Exercise inputs:
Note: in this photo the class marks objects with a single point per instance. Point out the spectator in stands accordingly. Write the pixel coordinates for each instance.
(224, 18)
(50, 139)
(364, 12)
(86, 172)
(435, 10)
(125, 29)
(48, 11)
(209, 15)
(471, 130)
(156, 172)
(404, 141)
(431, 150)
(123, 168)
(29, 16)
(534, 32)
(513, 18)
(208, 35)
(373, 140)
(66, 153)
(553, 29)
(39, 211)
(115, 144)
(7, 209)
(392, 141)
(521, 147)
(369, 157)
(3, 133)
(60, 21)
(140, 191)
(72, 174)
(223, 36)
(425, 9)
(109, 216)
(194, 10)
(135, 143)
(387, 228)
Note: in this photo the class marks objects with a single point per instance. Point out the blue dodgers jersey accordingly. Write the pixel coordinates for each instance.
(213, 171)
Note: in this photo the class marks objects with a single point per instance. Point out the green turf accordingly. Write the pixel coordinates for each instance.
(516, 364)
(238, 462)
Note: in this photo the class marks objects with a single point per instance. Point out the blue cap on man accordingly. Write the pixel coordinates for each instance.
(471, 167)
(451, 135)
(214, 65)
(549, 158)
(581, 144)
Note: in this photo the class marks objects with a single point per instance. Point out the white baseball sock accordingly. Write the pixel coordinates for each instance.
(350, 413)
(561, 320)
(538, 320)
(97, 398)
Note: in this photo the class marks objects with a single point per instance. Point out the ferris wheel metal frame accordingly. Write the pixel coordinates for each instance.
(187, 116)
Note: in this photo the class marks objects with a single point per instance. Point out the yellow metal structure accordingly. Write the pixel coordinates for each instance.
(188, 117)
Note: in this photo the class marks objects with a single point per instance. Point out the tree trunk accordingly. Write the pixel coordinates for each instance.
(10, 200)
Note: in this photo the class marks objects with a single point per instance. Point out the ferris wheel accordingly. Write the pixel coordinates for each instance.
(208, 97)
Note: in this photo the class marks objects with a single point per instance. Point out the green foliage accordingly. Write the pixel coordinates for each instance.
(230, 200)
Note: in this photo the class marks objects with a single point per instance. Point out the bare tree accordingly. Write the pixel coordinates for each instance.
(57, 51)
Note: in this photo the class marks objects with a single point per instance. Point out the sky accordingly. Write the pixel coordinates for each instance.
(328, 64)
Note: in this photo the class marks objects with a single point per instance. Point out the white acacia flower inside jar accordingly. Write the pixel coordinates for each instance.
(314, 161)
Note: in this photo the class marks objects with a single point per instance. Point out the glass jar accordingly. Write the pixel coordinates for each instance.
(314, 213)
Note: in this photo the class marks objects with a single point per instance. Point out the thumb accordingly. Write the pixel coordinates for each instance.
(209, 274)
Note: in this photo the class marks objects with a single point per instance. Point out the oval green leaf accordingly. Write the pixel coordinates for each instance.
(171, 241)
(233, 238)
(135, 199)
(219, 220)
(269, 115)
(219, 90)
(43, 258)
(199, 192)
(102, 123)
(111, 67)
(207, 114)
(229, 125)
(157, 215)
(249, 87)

Instructions to follow: Return every line of the material above verbatim, without changing, adding, or leaving out anything.

Exercise result:
Note: in this photo the class marks objects with a single point per instance. Point out the spectator in stands accordingly. Write the pixel coordinates for each instance.
(224, 18)
(50, 139)
(364, 12)
(86, 172)
(435, 10)
(125, 29)
(48, 11)
(209, 15)
(471, 130)
(156, 172)
(404, 141)
(431, 150)
(123, 168)
(29, 16)
(534, 32)
(513, 18)
(208, 35)
(373, 140)
(66, 153)
(553, 29)
(39, 211)
(115, 144)
(7, 209)
(392, 141)
(521, 147)
(369, 157)
(3, 133)
(60, 21)
(140, 191)
(72, 174)
(223, 36)
(425, 9)
(109, 216)
(194, 10)
(135, 143)
(387, 228)
Note: in this photo the class marks objects with a single point per instance. Point out the blue dodgers jersey accordingly. Write the pixel coordinates for each instance.
(213, 171)
Note: in this photo the class marks objects with a single point per instance. Point out the green turf accordingly. Write the pixel coordinates for each instance.
(516, 364)
(238, 462)
Note: in this photo the class marks objects with a single point per instance. Point out the blue cap on man accordingly. Write the pixel coordinates for each instance.
(471, 167)
(451, 135)
(214, 65)
(549, 158)
(581, 144)
Note: in this photo the class marks objects with a single point per instance. Point out the white baseball sock accordingly. Write the pixel coordinates for each instance.
(350, 413)
(561, 320)
(538, 320)
(97, 398)
Note: in this photo the class marks objects with a single point per instance. Point out the ferris wheel metal frame accordingly. Write the pixel coordinates for each instance.
(187, 116)
Note: in this photo the class marks objects with a single point per instance. Point out the yellow metal structure accordingly. Write the pixel coordinates for each instance.
(188, 117)
Note: in this photo the class marks objects with a single point per instance. Point out the tree trunk accordingly. Write the pixel coordinates for each instance.
(10, 200)
Note: in this photo the class marks objects with a single point per instance. Point out the ferris wheel accordingly. Write the pixel coordinates for each instance.
(208, 97)
Note: in this photo the class marks objects with a single point per instance. Point out the green foliage accordingly. Write the pixel coordinates for each instance.
(230, 200)
Note: in this photo the class marks objects with a single point per instance. Point out the bare tree accordingly. Write the pixel coordinates for each instance.
(57, 51)
Note: in this photo the class marks objects with a single point per instance. Point out the sky accordingly. Write the pixel coordinates for each instance.
(328, 64)
Note: in this photo the class marks objects with a single point per instance. Point out the white acacia flower inside jar accordingly. Write the pixel coordinates for each instance.
(314, 161)
Note: in this photo the class marks objects with a single point per instance. Point out the glass jar accordingly. Write the pixel coordinates for each instance.
(314, 213)
Note: in this photo the class marks objects with a single point per instance. Point out the thumb accordingly. Write the pixel coordinates for each instance.
(209, 274)
Note: in this photo the class marks objects with a single point per instance. Point out the oval green leaf accordingly. Write the pixel coordinates for each instance.
(171, 241)
(233, 238)
(135, 199)
(219, 220)
(269, 115)
(219, 90)
(43, 258)
(199, 192)
(102, 123)
(111, 67)
(207, 114)
(229, 125)
(157, 215)
(249, 87)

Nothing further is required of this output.